Natural language region descriptions:
++++

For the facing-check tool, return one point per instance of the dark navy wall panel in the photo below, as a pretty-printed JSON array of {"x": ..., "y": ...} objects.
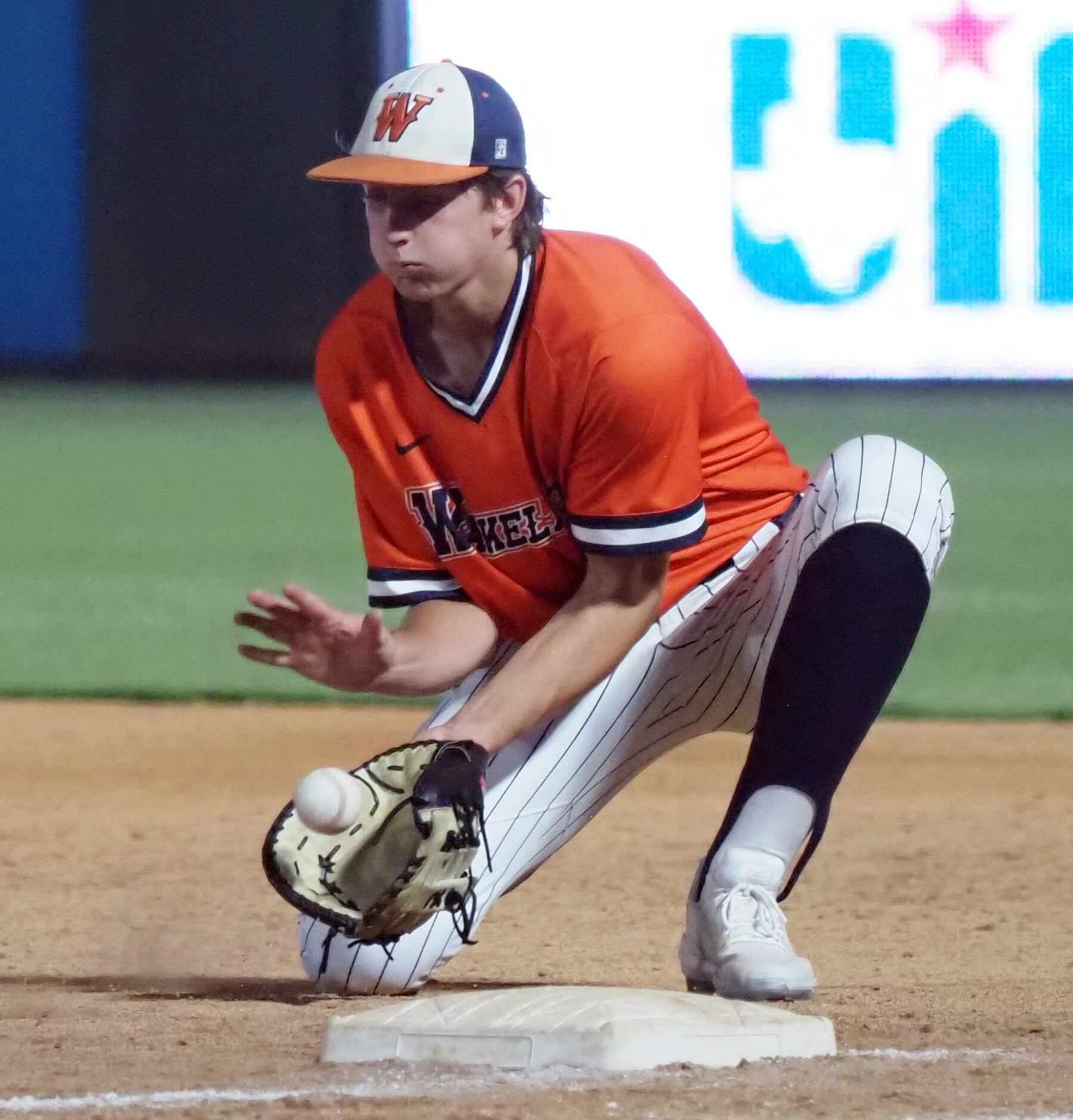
[{"x": 42, "y": 183}]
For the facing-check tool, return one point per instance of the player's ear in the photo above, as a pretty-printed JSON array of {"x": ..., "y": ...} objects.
[{"x": 510, "y": 202}]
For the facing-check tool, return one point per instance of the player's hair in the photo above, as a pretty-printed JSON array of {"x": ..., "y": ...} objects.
[{"x": 527, "y": 232}]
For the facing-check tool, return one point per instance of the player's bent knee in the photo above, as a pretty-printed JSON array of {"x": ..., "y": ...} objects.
[{"x": 885, "y": 481}]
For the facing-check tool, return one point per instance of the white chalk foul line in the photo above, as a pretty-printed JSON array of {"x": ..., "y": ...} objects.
[
  {"x": 174, "y": 1099},
  {"x": 931, "y": 1056},
  {"x": 401, "y": 1085}
]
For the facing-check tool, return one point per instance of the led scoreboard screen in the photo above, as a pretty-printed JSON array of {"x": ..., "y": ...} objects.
[{"x": 843, "y": 190}]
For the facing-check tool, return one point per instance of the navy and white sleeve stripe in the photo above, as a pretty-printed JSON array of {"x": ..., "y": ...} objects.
[
  {"x": 403, "y": 587},
  {"x": 643, "y": 534}
]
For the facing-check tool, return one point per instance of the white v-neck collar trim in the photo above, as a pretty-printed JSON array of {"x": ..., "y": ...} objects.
[{"x": 475, "y": 404}]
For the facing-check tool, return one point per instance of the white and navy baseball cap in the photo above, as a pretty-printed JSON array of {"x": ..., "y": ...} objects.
[{"x": 432, "y": 125}]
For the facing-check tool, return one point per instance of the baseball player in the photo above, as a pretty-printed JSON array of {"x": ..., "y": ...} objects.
[{"x": 604, "y": 549}]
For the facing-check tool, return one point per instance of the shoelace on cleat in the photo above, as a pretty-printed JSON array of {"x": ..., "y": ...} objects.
[{"x": 749, "y": 912}]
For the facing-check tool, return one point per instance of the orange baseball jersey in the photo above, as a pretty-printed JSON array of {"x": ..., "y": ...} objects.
[{"x": 608, "y": 419}]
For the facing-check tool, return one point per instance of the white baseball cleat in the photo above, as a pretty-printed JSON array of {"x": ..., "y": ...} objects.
[{"x": 735, "y": 942}]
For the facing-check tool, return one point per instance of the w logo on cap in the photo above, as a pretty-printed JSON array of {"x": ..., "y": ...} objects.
[{"x": 398, "y": 115}]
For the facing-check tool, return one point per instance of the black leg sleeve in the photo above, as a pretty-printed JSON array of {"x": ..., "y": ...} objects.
[{"x": 849, "y": 627}]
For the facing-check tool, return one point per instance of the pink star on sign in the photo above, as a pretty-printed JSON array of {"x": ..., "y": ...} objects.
[{"x": 964, "y": 36}]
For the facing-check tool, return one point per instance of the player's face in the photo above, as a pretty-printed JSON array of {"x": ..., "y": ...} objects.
[{"x": 429, "y": 241}]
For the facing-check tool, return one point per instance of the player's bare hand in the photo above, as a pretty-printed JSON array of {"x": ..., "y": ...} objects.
[{"x": 344, "y": 651}]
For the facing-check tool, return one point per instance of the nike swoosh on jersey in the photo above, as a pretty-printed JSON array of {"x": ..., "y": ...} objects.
[{"x": 406, "y": 448}]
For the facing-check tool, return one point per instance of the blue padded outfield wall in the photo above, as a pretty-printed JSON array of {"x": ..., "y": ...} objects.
[{"x": 42, "y": 180}]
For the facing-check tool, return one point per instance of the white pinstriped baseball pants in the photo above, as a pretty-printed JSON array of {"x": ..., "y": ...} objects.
[{"x": 699, "y": 668}]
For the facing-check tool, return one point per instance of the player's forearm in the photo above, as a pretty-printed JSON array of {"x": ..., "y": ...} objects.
[
  {"x": 578, "y": 648},
  {"x": 437, "y": 645}
]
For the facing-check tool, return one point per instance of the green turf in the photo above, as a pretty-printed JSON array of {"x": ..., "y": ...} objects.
[{"x": 135, "y": 521}]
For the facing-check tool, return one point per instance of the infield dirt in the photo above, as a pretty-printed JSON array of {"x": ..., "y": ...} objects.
[{"x": 141, "y": 949}]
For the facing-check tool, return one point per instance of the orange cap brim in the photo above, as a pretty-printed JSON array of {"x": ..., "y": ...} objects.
[{"x": 392, "y": 172}]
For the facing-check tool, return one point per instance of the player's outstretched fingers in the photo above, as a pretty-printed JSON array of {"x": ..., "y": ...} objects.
[
  {"x": 278, "y": 658},
  {"x": 273, "y": 604},
  {"x": 278, "y": 630},
  {"x": 311, "y": 604}
]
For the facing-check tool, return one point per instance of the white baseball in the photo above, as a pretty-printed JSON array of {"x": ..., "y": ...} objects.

++++

WORK TO BE COMPLETED. Write out all the entries word for word, but skip any images.

PROBLEM SOLUTION.
For the facing-check tool, return one point per instance of the dark navy wall panel in the photo below, as a pretty-printed JSON array of {"x": ..., "y": ...} objects.
[{"x": 42, "y": 183}]
For the facing-check tool, return one point per instance of the player's ear in the photo above, as a pretty-printed JSON array of {"x": ..., "y": ...} objects.
[{"x": 510, "y": 202}]
For the facing-check tool, return one point per instance of the player's hair in the photo above, as a pretty-printed JSON array of {"x": ..., "y": ...} objects.
[{"x": 527, "y": 232}]
For the facing-check tool, return one point per instance of the player's bent knee in the photo above, as a pretty-printed JSON array of {"x": ..., "y": ...} objects.
[{"x": 885, "y": 481}]
For the facing-check tool, return one point per instance of the white chalk foul line in the photo above, as a pretty-printed JSON array of {"x": ..., "y": ...} objects.
[
  {"x": 174, "y": 1099},
  {"x": 931, "y": 1056},
  {"x": 401, "y": 1085}
]
For the facing-check tool, return one point per instance of the led scoreboard screen in the photo above, as a pretty-printed JSON array of {"x": ..., "y": ...} objects.
[{"x": 843, "y": 190}]
For the facing-check tool, return one point per instance of the navy and white sleeve stripe in the photo above, as a pretty-printed JSON array of {"x": ..., "y": ...} objects.
[
  {"x": 403, "y": 587},
  {"x": 643, "y": 534}
]
For the facing-check tool, return one point per instance of the white v-neck collar trim in the photo above, as a pretty-printed JSON array of {"x": ..., "y": ...} objects.
[{"x": 475, "y": 404}]
For the facing-check tool, return one point per instance of the white and navy baseball cap in the photo above, as a pretty-printed JSON array of {"x": ..., "y": ...} objects.
[{"x": 432, "y": 125}]
For the facing-check tool, return one point per instance of the baseball player in the photo above, as a pretty-printed JSON array of {"x": ..., "y": ...} objects.
[{"x": 604, "y": 549}]
For the facing-check tool, return one point per instance of the shoelace on cleat in the photo above, as a pretty-printed JSON array of {"x": ..., "y": ...} objects.
[{"x": 749, "y": 912}]
For the facing-check tool, return one point per instance of the orange baseball jersey in the photo above, as a pretty-printed JSON array of {"x": ..., "y": ...} objects.
[{"x": 608, "y": 419}]
For the facing-check tool, return one point per instance of the white baseball cleat in the photo above, as a pretty-printed JSON array of {"x": ..., "y": ...} objects.
[{"x": 735, "y": 942}]
For the facing-check tool, return one point per instance of the w logo on cap in the photo above, as a pretty-printed JSON array of {"x": ..., "y": ...} objects.
[{"x": 398, "y": 115}]
For the facing-check tool, return one point per instance of the black leg sleeve in the photo above, as a pretty-printed JSON array of {"x": ..., "y": ...} objects.
[{"x": 849, "y": 627}]
For the facing-check tool, return one point per instance of the pink star on sign in the photo above, as a pretty-printed JSON array of {"x": ..., "y": ...} objects.
[{"x": 964, "y": 36}]
For the facing-check tool, return one point per instance of the player's face in the photo above, as a pretty-printed JSON array of {"x": ..., "y": ...} objects.
[{"x": 429, "y": 241}]
For the facing-check tool, return one point per instance of the player's bare hand in the photo above, as a pretty-printed JSON array of {"x": ..., "y": ...} objects.
[{"x": 344, "y": 651}]
For the facing-check tool, return one point per instance of the nike swoosh on jersey in the photo above, as a pretty-printed JSON array of {"x": ..., "y": ...} objects.
[{"x": 406, "y": 448}]
For the facing-check tool, return one point per instance of the blue padded outfield wall in the photo above, as a pretty-printed JSON array of {"x": ..., "y": ...} objects.
[{"x": 42, "y": 180}]
For the facing-check tool, return one point per instance of the white pinstriped baseball pants in the photo above, as a pretty-printed JSON array of {"x": ..., "y": ...} objects.
[{"x": 699, "y": 668}]
For the facing-check tool, return one point per instance of the player's forearm in the photo above, as a pretty-printed JSON array of {"x": ..., "y": ...} objects.
[
  {"x": 578, "y": 648},
  {"x": 437, "y": 645}
]
For the facing-check tool, return one point per instance of the green turf in the photo above, as a pretty-printed JSON array of {"x": ..., "y": ...} objects.
[{"x": 135, "y": 521}]
For the facing-check tool, return one point per instance of the infield dirt in the photo above, as a pretty-printed JSON array of {"x": ..., "y": ...} objects.
[{"x": 141, "y": 949}]
For the facing-check tool, return one point per instance of the orange cap brim in the photo above, as a pretty-printed JSON array of {"x": ..., "y": ...} objects.
[{"x": 392, "y": 172}]
For the facing-check tool, return one point per instance of the player's outstretched fingers in the photo above, as a pretty-printed JSON array of {"x": ..., "y": ...} objects.
[
  {"x": 278, "y": 658},
  {"x": 273, "y": 604},
  {"x": 278, "y": 630},
  {"x": 311, "y": 604}
]
For the facing-check tool, return one point per instance of the white baseball in the photo above, as a pretty-printed JSON array of {"x": ..., "y": ...} objects.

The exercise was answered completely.